## 演習の要件
A - 西岸地区殺害事件の記事を二文で要約してください。
B - 西岸地区殺害事件の記事に基づき、次の問いに答えてください。
(i) ハマーム氏は何歳で、マタンさんとはどのような関係ですか。
(ii) 米国のパレスチナ問題担当事務所は、声明で何を求めましたか。
(iii) 裁判所は2人目のイスラエル人入植者に対し、どのような形で勾留を続けるよう命じましたか。
C - 西岸地区殺害事件の記事を、最後の文の後から書き継いでください。

## 抜粋本文
************
エルサレム:先週ヨルダン川西岸地区で19歳のパレスチナ人男性が殺害された事件への関与が疑われたイスラエル人入植者は9日(水曜日)、拘置所から釈放された後、自宅軟禁に移されたとエルサレムの裁判所が発表した。
イスラエルの判事は、急進的なユダヤ人入植者であるエリシャ·ヤレド容疑者の拘留を延長するには証拠が不十分であると述べた。裁判所はまた、19歳のクサイ·マタンさんを射殺した罪に問われている2人目のイスラエル人入植者に対し、先週金曜日にパレスチナの牧畜村ブルカを襲撃した際に負った傷の治療ため、入院しながら勾留を続けるよう命じた。
マタンさんの家族や他のパレスチナ人にとって、ヤレド容疑者の自宅軟禁処分への移行は、占領下のヨルダン川西岸地区でユダヤ人過激派が享受している不処罰の感覚を強調するものだった。
「彼らはとてもおぞましく、不道徳なことをした」と、マタンさんの34歳の叔父、ハマーム氏は語った。「このような攻撃は今後も終わらないだろう」
ヨルダン川西岸地区の都市ラマッラー近郊でおきたマタンさんの殺害はパレスチナ人を激怒させ、人権団体や外国の外交官からの非難を巻き起こした。米国のパレスチナ問題担当事務所は異例の声明で、マタンさん殺害を「テロ攻撃」――この表現は通常、パレスチナ人によるイスラエル市民への攻撃に対して使われている――と非難し、「完全な説明責任と正義」を求めた。
先週の金曜日、武装したイスラエル人入植者の暴徒がヨルダン川西岸地区の村に押し入り、少なくとも2台の車に放火、通りに群がっていたパレスチナ人に発砲した。マタンさんが殺され、他の4人のパレスチナ人が負傷した。イスラエル軍は、パレスチナ人とイスラエル人入植者の口論がエスカレートし、イスラエル人入植者が発砲し、パレスチナ人が石や花火を投げつけた後にマタンさんが撃たれたと発表した。
************
データ集からの行
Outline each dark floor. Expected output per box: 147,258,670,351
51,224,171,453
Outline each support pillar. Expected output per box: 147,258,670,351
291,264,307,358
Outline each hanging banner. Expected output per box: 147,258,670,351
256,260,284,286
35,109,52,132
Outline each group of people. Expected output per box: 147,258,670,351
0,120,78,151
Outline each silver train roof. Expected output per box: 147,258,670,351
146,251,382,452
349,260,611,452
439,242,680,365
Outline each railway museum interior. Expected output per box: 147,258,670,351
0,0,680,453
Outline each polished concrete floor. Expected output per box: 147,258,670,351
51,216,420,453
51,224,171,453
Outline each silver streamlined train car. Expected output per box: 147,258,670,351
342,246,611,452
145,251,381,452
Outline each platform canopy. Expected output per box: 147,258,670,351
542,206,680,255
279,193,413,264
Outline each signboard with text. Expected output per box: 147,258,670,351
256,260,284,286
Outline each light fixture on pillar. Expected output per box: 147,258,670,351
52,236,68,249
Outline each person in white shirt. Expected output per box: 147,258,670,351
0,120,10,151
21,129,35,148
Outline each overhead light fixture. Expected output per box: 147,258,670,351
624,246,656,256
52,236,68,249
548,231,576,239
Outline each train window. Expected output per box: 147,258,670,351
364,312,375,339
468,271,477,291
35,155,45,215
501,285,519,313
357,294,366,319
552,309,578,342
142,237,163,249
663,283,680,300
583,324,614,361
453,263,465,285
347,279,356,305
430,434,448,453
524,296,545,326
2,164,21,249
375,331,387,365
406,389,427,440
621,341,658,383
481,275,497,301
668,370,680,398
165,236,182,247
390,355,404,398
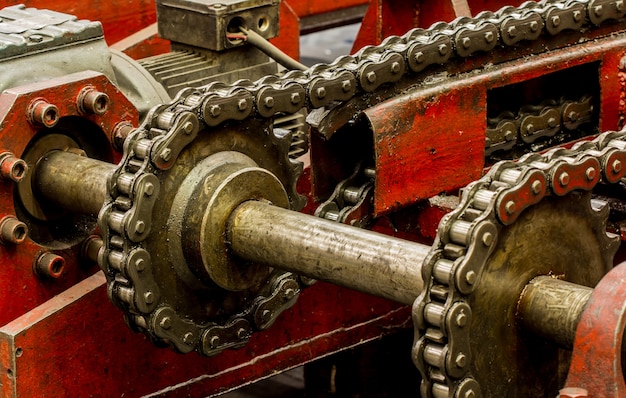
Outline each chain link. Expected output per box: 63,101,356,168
98,0,625,358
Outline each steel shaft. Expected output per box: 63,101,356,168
227,201,430,304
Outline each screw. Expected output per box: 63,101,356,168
483,232,493,246
585,167,596,181
504,200,517,216
209,105,222,117
414,51,424,64
454,354,467,368
530,181,543,195
159,316,172,330
0,216,28,245
456,312,467,327
143,292,154,304
391,62,400,74
0,152,28,182
611,159,622,174
28,99,59,128
159,148,172,162
135,220,146,234
135,258,146,272
465,271,476,285
183,332,193,345
35,252,65,279
237,99,248,111
341,80,352,93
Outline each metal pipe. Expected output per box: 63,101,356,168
226,201,430,305
518,276,593,350
33,151,116,215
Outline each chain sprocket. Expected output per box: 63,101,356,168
98,0,626,355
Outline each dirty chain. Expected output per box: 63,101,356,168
98,0,626,362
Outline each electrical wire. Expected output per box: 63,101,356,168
236,27,308,70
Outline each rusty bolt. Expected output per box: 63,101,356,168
0,152,28,182
28,99,59,128
76,87,111,115
0,216,28,245
414,51,424,64
159,316,172,330
35,252,65,279
558,387,589,398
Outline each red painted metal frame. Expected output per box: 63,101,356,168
365,34,626,215
561,263,626,398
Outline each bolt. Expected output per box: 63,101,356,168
237,99,248,111
593,6,604,17
209,105,222,117
530,180,543,195
391,62,400,75
135,258,146,272
183,122,193,135
159,316,172,330
456,312,467,327
144,182,154,196
76,87,110,115
209,336,220,348
143,292,154,304
0,216,28,245
504,200,517,216
341,80,352,93
572,11,583,22
611,159,622,174
465,271,476,285
506,26,517,37
0,152,28,182
28,99,59,128
483,232,493,246
558,387,589,398
159,148,172,162
414,51,424,64
530,21,539,32
454,354,467,368
35,252,65,279
183,332,193,345
135,220,146,234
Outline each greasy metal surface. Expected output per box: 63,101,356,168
565,263,626,398
227,202,429,304
469,193,612,397
517,275,593,350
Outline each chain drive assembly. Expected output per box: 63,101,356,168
98,0,626,372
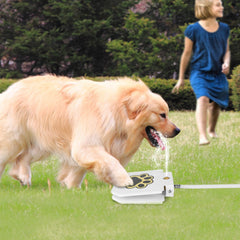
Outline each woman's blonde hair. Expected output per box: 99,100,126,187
195,0,213,20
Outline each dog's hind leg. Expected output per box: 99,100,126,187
0,163,6,178
57,163,86,188
9,153,32,186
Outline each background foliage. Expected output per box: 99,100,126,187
0,0,240,79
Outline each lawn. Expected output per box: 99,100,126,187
0,112,240,240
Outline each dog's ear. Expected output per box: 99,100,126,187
123,91,148,120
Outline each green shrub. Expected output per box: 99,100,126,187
231,65,240,111
0,79,16,93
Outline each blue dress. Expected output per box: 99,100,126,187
185,22,230,108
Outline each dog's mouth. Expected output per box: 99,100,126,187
145,126,165,150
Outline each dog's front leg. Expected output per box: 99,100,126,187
72,147,133,187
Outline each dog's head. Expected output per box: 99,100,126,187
125,82,180,148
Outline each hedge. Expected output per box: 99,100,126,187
0,77,237,111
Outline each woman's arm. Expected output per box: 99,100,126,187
172,37,193,93
222,39,231,75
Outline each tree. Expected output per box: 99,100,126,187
0,0,136,76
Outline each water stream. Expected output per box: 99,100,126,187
152,132,170,176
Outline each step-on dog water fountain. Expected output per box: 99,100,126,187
111,170,240,204
112,170,174,204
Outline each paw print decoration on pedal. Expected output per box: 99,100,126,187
126,173,154,189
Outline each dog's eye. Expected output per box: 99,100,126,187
160,113,166,118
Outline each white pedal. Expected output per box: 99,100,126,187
111,170,174,204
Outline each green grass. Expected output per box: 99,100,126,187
0,112,240,240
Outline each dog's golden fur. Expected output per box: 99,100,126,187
0,75,179,188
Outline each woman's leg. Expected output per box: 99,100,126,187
196,96,209,145
208,102,220,138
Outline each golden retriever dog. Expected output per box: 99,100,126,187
0,75,180,188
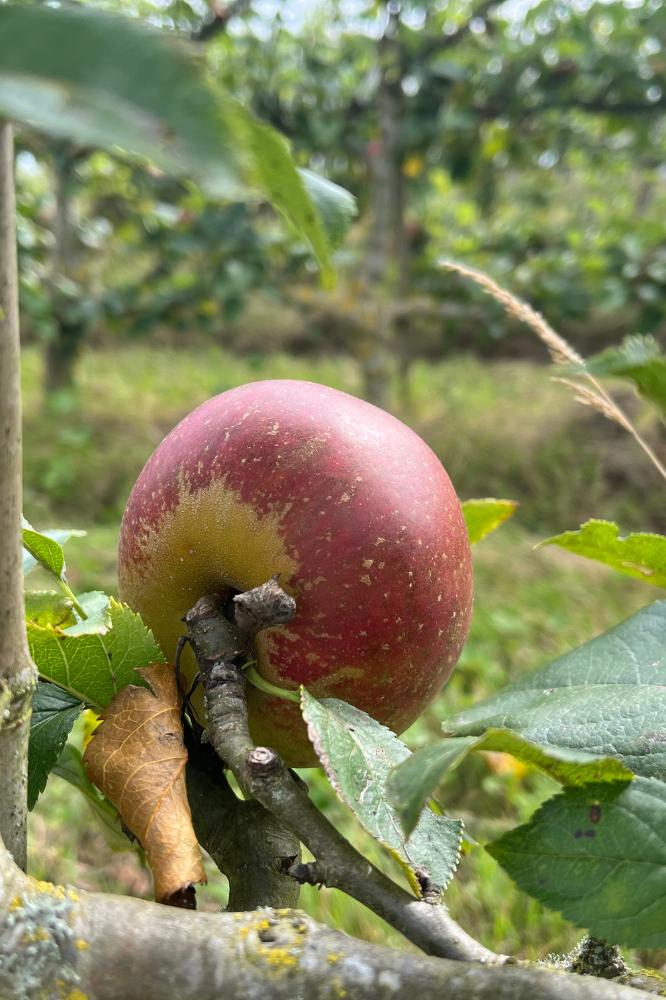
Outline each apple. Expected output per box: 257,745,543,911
119,380,472,766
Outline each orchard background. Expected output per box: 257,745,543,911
5,0,666,988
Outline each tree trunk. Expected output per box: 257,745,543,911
0,844,645,1000
0,122,35,868
44,143,89,397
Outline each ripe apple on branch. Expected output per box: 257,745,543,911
119,381,472,766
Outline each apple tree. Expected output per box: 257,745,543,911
0,4,666,1000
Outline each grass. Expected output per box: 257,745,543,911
24,346,663,964
24,344,666,534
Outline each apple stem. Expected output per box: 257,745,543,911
245,665,301,705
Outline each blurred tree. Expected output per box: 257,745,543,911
14,0,666,405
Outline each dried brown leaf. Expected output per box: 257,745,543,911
83,664,206,902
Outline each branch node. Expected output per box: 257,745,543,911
245,747,282,778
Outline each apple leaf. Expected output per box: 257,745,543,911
83,664,206,902
386,729,633,835
540,518,666,587
28,598,164,709
21,520,85,580
442,601,666,778
63,590,112,635
302,689,463,897
585,334,666,421
298,170,357,249
52,743,135,851
0,4,352,276
28,680,83,809
25,590,76,630
462,497,518,545
487,778,666,948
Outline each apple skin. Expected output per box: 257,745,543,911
119,380,472,767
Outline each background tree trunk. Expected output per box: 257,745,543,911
44,143,90,396
361,10,406,409
0,122,35,868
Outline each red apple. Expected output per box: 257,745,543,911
119,381,472,766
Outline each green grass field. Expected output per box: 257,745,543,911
24,347,664,964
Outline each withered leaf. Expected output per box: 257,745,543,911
84,664,206,902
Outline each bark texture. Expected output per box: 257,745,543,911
0,121,36,868
185,579,498,964
0,845,644,1000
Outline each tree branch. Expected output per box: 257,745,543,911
187,744,301,910
0,842,644,1000
418,0,501,61
185,579,498,963
0,121,36,868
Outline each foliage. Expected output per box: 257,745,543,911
83,663,206,902
0,4,353,277
462,498,518,544
9,3,666,976
301,690,462,901
541,518,666,587
585,336,666,422
488,778,666,948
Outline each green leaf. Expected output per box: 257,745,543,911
302,689,462,897
540,519,666,587
442,601,666,778
238,115,333,285
585,334,666,420
63,590,111,635
25,590,76,629
28,598,164,709
0,4,243,197
462,497,518,545
21,524,85,580
0,4,353,280
487,778,666,948
28,681,83,809
53,743,135,854
386,729,633,835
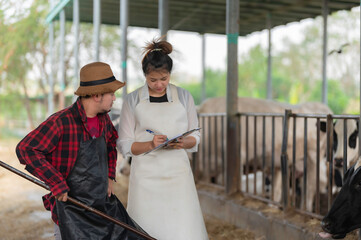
************
## 課題別の解答
A - 先週金曜日、武装したイスラエル人入植者の暴徒がヨルダン川西岸地区の村を襲撃し、19歳のパレスチナ人クサイ·マタンさんが射殺され、他の4人のパレスチナ人が負傷した。エルサレムの裁判所は9日、拘留延長の証拠が不十分だとして、関与が疑われたエリシャ·ヤレド容疑者を拘置所から釈放して自宅軟禁に移し、パレスチナ人側はこれを、ユダヤ人過激派が享受する不処罰の感覚を強調するものと受け止めた。

B -
(i) 34歳で、マタンさんの叔父です。
(ii) 「完全な説明責任と正義」を求めました。
(iii) 襲撃の際に負った傷の治療のため、入院しながら勾留を続けるよう命じました。

C -
この出来事は、ここ数ヶ月ヨルダン川西岸地区とイスラエルを襲っている激しい暴力の急増に拍車をかけた。
水曜日、マタンさんの家族は、ヤレド容疑者を自宅軟禁にするという裁判所の決定は、彼らの正義に対するわずかな期待さえ削り取ったと語った。
「彼らは無実の若者の首を撃って家に帰った。これは占領のすべてを物語っている」とマタンさんの叔父は語った。
マタンさんは「シャイでユーモアがあった」と、ハマーム氏は付け加えた。マタンさんは高校を中退してラマッラーの香辛料店で働きながら、家族を養っていた。最近は結婚の約束もしていた。「国全体が悲しんでいる」と彼は言った。
警察は、2人のイスラエル人入植者(ヤレドとイェヒエル·インドール両容疑者)を、死を引き起こし、司法を妨害し、民族主義的動機による放火攻撃を行った罪で告発した。被告側は正当防衛だと主張している。
ヤレド容疑者は、ニットのスカルキャップをかぶり、長い髪を束ね(正統派ユダヤ教徒にみられるパヨット)、緑色のTシャツを着て、法廷に入ると笑みを浮かべた。動画で同容疑者は、拍手する支持者たちに囲まれながら、歌い踊りながら階段を下りていった。
ヤレド容疑者は、イスラエル国家安全保障省のイタマル·ベングビール大臣が率いる極右政党「ユダヤの力」の議員のスポークスマンを務めていたこともあり、この事件はイスラエル国内でも物議を醸している。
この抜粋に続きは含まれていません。